## Objetivo
Responda, a partir do trecho selecionado:
1. Qual é o valor da ação?
2. Em que concelho fica a sede da demandada?
3. Em que oficina a demandada afirma estar disponível para reparar a viatura?

## Trecho selecionado

======

MATÉRIA: Ação respeitante a responsabilidade civil contratual, enquadrada no art.º 9, n.º 1, alínea H) da L.J.P.
OBJETO: Reparação de avarias de automóvel, ao abrigo de garantia
VALOR DA AÇÃO: 1.293,45€.

A DEMANDADA: H. C. 53, Unipessoal, Lda., NIPC. xxxxxxxxx, com sede no caminho de S. A., n.º ---, no concelho do Funchal.
Contestação: Alega em suma que, o painel de instrumentos do veículo avariou apenas uns dias depois da compra do veículo pelo demandante, em setembro de 2015. Que acordou pagar a fechadura nova ao demandante, mas que a respetiva montagem incumbiria ao demandante, sendo que até ao momento o demandante ainda não levou o veículo para efeitos de montagem da fechadura. O demandante comprou o veículo tendo conhecimento que este tinha uma avaria no imobilizador, e que sabia que a avaria no imobilizador não tinha sido reparada, mas tão-só tinha procedido à desativação da luz de avaria do imobilizador, aquando da sua compra pelo demandante. Que a avaria do imobilizador não coloca em causa o funcionamento do veículo. Entretanto, comunicou ao demandante que está disponível para proceder à reparação da viatura na oficina A., a qual é uma oficina certificada, e com quem tem uma avença. No entanto, o demandante exige que a reparação seja realizada na SEAT. Que autorizou o demandante a deixar o automóvel na oficina A., para efeitos de reparação, não tendo escondido as avarias do veículo e que o demandante comprou o veículo sabendo da existência da avaria no imobilizador. Que pretende reparar a viatura na oficina A., mas não é obrigado a reparar a viatura colocando peças novas quando é possível reparar as peças avariadas. Que as avarias no painel conta-quilómetros surgiram após a venda da viatura. Conclui: pela improcedência da ação, com absolvição da demandada.

======

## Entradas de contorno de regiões
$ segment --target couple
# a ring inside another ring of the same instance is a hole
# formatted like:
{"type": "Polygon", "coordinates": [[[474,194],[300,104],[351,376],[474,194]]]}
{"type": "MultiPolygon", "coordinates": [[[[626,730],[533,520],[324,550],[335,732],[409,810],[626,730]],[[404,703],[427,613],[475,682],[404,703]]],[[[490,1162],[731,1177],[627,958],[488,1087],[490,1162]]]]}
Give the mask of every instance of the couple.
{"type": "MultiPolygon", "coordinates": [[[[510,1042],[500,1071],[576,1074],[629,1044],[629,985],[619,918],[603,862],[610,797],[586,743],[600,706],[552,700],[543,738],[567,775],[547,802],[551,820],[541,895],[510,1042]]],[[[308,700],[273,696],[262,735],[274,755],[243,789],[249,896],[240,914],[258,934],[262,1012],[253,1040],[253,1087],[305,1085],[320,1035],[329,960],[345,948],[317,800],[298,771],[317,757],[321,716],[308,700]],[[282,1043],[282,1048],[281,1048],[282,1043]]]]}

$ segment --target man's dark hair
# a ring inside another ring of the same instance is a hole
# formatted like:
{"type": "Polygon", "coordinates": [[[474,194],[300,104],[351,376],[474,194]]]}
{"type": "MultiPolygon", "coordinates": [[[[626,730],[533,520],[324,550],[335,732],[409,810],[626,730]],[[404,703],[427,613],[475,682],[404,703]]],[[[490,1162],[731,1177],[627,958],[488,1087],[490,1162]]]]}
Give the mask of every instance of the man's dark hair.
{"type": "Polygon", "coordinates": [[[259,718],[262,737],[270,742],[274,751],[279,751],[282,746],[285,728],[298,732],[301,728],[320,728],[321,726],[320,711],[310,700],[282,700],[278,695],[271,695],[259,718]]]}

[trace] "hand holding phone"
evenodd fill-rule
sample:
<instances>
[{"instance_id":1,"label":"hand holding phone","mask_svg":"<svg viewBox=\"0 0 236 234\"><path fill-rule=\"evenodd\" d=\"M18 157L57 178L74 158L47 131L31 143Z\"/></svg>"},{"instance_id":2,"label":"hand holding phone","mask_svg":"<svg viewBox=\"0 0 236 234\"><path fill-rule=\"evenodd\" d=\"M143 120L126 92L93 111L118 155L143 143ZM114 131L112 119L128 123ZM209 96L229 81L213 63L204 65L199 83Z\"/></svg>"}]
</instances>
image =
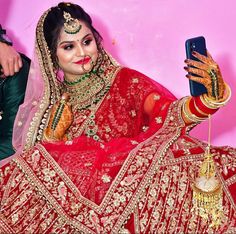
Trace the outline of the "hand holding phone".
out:
<instances>
[{"instance_id":1,"label":"hand holding phone","mask_svg":"<svg viewBox=\"0 0 236 234\"><path fill-rule=\"evenodd\" d=\"M202 55L207 56L206 41L203 36L190 38L185 42L186 55L187 59L199 61L196 57L193 56L193 51L196 51ZM191 73L189 73L191 74ZM191 74L197 76L195 74ZM203 84L200 84L196 81L189 80L190 93L192 96L199 96L203 93L207 93L207 89Z\"/></svg>"}]
</instances>

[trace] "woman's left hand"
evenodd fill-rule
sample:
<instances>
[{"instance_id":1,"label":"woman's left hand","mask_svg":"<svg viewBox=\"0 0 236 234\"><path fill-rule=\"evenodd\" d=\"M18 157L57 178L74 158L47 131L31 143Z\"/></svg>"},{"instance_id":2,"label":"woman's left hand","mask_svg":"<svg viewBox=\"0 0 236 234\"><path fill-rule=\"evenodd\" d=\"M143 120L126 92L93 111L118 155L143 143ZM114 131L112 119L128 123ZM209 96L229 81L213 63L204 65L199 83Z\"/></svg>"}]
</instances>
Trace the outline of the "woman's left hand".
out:
<instances>
[{"instance_id":1,"label":"woman's left hand","mask_svg":"<svg viewBox=\"0 0 236 234\"><path fill-rule=\"evenodd\" d=\"M221 99L224 95L225 84L218 64L208 52L207 56L204 56L194 51L193 56L199 61L185 60L188 67L184 67L184 69L190 73L186 77L203 84L207 89L209 98L214 100Z\"/></svg>"}]
</instances>

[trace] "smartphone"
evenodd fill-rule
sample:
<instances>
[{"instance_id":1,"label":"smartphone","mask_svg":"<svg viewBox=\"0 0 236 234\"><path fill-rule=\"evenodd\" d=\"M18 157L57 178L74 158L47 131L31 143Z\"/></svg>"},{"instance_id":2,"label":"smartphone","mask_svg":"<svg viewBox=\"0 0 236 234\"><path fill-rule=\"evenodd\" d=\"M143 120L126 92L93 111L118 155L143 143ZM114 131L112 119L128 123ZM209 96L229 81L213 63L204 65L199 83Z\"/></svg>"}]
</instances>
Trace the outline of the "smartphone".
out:
<instances>
[{"instance_id":1,"label":"smartphone","mask_svg":"<svg viewBox=\"0 0 236 234\"><path fill-rule=\"evenodd\" d=\"M196 51L202 55L207 56L206 40L203 36L190 38L185 42L186 56L188 59L199 61L192 55L193 51ZM191 74L191 73L190 73ZM191 74L197 76L195 74ZM189 80L190 93L192 96L199 96L203 93L207 93L206 87L198 82Z\"/></svg>"}]
</instances>

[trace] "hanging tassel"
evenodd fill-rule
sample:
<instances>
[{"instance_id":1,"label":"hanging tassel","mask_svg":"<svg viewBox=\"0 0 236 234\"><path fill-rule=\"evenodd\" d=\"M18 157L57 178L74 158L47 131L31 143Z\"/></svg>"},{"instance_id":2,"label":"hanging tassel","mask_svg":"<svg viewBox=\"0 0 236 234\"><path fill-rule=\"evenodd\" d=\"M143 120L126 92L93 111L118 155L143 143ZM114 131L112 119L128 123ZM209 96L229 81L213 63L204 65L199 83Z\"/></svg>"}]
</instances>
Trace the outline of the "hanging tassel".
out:
<instances>
[{"instance_id":1,"label":"hanging tassel","mask_svg":"<svg viewBox=\"0 0 236 234\"><path fill-rule=\"evenodd\" d=\"M210 227L217 228L223 217L223 191L210 153L211 118L209 115L208 146L204 161L200 167L193 188L193 211L209 222Z\"/></svg>"}]
</instances>

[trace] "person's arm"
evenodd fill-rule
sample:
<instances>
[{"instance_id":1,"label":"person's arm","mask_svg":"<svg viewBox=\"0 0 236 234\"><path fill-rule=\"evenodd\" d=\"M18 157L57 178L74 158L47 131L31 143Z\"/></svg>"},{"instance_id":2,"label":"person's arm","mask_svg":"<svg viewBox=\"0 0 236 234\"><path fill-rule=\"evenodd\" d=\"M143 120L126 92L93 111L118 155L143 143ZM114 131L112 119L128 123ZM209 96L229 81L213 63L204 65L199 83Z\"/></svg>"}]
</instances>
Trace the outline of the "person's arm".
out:
<instances>
[{"instance_id":1,"label":"person's arm","mask_svg":"<svg viewBox=\"0 0 236 234\"><path fill-rule=\"evenodd\" d=\"M207 93L197 97L188 97L182 106L182 116L187 124L198 123L214 114L230 99L231 91L224 82L218 64L208 53L207 56L194 52L199 62L187 59L186 71L194 75L187 78L206 87ZM197 75L197 76L196 76Z\"/></svg>"},{"instance_id":2,"label":"person's arm","mask_svg":"<svg viewBox=\"0 0 236 234\"><path fill-rule=\"evenodd\" d=\"M12 43L8 40L6 30L0 25L0 74L4 76L12 76L22 67L21 56L12 47Z\"/></svg>"},{"instance_id":3,"label":"person's arm","mask_svg":"<svg viewBox=\"0 0 236 234\"><path fill-rule=\"evenodd\" d=\"M29 61L23 59L23 67L12 77L5 78L0 88L0 160L14 153L12 147L13 124L19 105L24 100L29 71Z\"/></svg>"}]
</instances>

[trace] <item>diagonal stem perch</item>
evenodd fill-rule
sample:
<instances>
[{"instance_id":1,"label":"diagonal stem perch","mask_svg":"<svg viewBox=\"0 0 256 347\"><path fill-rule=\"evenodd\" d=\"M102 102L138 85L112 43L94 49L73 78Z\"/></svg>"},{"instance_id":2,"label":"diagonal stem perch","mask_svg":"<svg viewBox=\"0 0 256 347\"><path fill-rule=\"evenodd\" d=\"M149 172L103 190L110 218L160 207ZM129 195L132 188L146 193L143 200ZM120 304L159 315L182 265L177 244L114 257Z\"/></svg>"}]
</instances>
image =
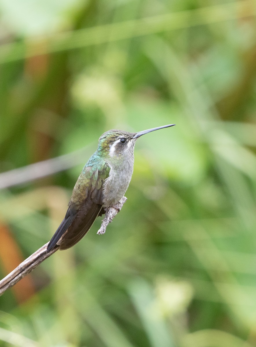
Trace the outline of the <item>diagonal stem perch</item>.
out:
<instances>
[{"instance_id":1,"label":"diagonal stem perch","mask_svg":"<svg viewBox=\"0 0 256 347\"><path fill-rule=\"evenodd\" d=\"M101 226L97 234L104 234L108 225L112 221L113 218L120 211L127 200L125 196L123 196L120 202L114 206L107 209ZM24 261L21 263L4 278L0 281L0 295L3 294L8 288L12 287L26 275L29 273L44 260L55 253L59 248L59 246L57 246L51 251L47 252L46 249L48 244L48 242L39 249L37 249Z\"/></svg>"}]
</instances>

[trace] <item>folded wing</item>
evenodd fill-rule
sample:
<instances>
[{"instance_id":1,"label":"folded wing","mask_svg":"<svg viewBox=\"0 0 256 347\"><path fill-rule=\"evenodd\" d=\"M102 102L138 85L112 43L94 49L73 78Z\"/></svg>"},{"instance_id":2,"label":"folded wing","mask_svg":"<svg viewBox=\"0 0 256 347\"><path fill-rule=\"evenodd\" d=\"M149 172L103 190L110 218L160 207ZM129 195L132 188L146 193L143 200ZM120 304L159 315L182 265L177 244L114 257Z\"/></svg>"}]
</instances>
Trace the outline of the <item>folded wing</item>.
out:
<instances>
[{"instance_id":1,"label":"folded wing","mask_svg":"<svg viewBox=\"0 0 256 347\"><path fill-rule=\"evenodd\" d=\"M103 163L99 169L86 166L76 184L66 215L47 246L60 249L74 246L84 236L100 213L103 204L103 185L110 167Z\"/></svg>"}]
</instances>

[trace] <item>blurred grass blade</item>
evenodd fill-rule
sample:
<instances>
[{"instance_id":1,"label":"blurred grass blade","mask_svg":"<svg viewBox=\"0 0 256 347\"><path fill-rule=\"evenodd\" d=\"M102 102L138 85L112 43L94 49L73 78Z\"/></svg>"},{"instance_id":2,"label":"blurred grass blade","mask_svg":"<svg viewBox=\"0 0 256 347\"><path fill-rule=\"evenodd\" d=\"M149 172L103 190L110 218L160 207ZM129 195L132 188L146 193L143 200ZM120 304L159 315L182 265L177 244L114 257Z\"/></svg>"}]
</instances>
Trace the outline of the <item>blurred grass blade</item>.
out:
<instances>
[{"instance_id":1,"label":"blurred grass blade","mask_svg":"<svg viewBox=\"0 0 256 347\"><path fill-rule=\"evenodd\" d=\"M0 340L17 347L39 347L35 341L19 334L0 328Z\"/></svg>"}]
</instances>

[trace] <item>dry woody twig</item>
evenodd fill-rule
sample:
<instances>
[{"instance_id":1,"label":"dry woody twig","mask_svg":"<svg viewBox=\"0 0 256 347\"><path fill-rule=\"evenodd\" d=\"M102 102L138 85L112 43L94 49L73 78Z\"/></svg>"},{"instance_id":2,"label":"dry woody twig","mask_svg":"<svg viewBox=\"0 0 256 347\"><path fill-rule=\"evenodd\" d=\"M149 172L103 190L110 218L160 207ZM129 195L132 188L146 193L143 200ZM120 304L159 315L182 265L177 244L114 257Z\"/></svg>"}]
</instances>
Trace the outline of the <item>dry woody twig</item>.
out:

======

## Resposta abaixo
1. 1.293,45€.
2. No concelho do Funchal.
3. Na oficina A.